**What is expected:** Return each line of the material that contains the word "black". Uppercase and lowercase count as different.

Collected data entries
=-=-=-=-=

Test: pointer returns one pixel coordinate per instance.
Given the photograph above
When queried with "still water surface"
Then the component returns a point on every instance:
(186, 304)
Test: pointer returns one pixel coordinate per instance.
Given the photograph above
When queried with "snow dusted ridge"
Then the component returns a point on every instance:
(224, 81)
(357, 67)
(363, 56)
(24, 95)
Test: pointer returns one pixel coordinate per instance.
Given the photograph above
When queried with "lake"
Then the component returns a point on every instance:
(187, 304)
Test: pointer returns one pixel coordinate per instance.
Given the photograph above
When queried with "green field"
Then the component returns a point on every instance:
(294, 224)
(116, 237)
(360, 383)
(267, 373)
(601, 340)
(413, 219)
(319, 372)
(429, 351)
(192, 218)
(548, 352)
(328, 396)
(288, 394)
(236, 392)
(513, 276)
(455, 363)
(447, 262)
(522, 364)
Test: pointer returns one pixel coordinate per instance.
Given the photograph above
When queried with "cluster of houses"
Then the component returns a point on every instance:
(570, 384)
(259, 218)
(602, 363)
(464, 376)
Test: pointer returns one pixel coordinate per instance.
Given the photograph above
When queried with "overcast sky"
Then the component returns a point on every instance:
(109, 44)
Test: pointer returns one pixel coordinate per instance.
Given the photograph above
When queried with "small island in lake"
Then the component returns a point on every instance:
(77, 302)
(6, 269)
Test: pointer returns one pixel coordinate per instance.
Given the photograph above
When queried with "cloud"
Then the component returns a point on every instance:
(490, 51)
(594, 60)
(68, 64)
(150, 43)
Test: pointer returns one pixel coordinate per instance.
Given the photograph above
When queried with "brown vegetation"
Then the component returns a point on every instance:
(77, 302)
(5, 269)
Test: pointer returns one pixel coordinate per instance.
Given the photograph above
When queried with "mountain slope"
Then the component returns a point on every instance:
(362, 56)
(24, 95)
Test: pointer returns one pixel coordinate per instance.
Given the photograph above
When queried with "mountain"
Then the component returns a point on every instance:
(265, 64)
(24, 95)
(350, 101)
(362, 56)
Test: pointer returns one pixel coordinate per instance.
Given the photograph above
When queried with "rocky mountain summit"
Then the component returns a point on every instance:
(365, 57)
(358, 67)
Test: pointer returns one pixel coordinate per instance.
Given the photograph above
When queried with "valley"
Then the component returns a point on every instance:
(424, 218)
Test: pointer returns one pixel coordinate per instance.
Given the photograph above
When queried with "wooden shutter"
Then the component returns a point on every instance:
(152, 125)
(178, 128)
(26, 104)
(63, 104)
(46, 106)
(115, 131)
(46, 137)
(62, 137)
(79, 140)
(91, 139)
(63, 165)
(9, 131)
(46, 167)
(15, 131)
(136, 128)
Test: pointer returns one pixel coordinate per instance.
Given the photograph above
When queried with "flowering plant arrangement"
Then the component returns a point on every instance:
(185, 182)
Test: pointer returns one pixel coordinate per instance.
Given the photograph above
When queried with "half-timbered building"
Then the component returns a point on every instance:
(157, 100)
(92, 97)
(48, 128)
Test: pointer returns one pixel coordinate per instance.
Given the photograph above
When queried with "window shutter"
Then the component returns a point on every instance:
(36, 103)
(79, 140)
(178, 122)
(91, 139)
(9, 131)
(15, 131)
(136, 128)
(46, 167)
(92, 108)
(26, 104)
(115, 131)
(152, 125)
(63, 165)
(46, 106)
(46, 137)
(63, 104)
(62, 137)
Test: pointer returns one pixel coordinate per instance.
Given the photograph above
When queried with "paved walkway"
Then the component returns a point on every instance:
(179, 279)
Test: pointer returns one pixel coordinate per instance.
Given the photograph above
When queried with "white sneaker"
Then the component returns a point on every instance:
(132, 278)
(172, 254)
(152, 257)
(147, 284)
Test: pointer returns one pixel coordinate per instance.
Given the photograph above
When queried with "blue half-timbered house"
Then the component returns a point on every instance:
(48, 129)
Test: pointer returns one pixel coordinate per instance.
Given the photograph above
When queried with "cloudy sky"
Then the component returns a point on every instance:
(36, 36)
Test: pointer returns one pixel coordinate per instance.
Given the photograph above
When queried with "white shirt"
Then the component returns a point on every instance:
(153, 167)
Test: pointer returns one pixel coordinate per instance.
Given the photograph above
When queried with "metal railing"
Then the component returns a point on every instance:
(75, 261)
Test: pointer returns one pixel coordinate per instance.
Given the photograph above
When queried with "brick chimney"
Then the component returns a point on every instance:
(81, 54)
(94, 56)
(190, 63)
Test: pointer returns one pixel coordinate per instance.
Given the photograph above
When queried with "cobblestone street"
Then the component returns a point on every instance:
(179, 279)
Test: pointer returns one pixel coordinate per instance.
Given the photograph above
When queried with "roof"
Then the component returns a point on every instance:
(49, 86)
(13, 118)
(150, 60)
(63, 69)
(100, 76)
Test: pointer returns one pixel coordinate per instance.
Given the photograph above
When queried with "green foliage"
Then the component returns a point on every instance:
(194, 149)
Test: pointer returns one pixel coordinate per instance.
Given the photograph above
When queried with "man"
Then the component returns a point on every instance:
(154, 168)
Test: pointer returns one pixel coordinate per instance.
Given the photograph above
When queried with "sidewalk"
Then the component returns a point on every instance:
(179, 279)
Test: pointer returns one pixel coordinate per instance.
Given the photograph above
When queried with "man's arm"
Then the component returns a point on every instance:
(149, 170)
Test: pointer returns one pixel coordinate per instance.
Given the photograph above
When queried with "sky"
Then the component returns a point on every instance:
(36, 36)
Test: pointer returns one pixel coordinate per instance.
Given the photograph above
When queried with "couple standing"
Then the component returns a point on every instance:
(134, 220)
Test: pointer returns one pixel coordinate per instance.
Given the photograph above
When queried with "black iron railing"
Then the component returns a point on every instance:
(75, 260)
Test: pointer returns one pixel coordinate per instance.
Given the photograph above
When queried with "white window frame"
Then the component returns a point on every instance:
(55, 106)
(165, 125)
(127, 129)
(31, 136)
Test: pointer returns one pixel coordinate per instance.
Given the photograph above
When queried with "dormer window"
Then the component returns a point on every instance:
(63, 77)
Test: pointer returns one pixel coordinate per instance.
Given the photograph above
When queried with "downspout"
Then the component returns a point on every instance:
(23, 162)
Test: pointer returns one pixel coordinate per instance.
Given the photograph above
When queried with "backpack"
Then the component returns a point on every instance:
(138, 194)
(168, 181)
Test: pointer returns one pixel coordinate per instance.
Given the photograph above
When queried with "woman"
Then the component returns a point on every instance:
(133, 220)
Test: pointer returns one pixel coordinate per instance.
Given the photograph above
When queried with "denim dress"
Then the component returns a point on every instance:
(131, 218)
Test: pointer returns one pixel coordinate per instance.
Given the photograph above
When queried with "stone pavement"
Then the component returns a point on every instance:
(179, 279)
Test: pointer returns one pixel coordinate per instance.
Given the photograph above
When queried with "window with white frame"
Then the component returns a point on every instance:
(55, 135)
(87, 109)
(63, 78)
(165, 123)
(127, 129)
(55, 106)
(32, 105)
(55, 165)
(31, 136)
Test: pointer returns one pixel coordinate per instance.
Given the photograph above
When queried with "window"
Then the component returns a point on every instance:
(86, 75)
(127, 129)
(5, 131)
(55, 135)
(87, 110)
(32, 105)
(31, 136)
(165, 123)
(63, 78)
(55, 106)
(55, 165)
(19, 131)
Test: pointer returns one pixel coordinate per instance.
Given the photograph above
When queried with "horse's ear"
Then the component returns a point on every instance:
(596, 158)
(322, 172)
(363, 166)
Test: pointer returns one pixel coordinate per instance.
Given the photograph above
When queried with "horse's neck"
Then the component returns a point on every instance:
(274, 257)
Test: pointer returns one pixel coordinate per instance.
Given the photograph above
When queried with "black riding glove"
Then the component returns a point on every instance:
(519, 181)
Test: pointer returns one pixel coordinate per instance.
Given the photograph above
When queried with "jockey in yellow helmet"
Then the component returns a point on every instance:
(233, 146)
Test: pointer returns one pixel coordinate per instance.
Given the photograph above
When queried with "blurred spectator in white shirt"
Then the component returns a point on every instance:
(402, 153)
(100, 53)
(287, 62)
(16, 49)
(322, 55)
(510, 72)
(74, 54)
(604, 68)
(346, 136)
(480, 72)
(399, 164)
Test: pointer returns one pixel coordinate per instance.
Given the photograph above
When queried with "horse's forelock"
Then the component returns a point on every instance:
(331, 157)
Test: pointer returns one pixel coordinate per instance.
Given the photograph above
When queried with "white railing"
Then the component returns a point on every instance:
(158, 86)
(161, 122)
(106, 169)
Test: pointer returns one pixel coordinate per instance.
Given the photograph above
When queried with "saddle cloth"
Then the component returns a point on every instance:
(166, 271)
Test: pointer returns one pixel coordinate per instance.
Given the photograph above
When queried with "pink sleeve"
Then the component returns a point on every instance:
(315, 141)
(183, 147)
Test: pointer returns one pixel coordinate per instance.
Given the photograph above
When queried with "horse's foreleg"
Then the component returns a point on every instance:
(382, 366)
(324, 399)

=-=-=-=-=

**The response:**
When queried with "black iron railing"
When queried with "black riding glove"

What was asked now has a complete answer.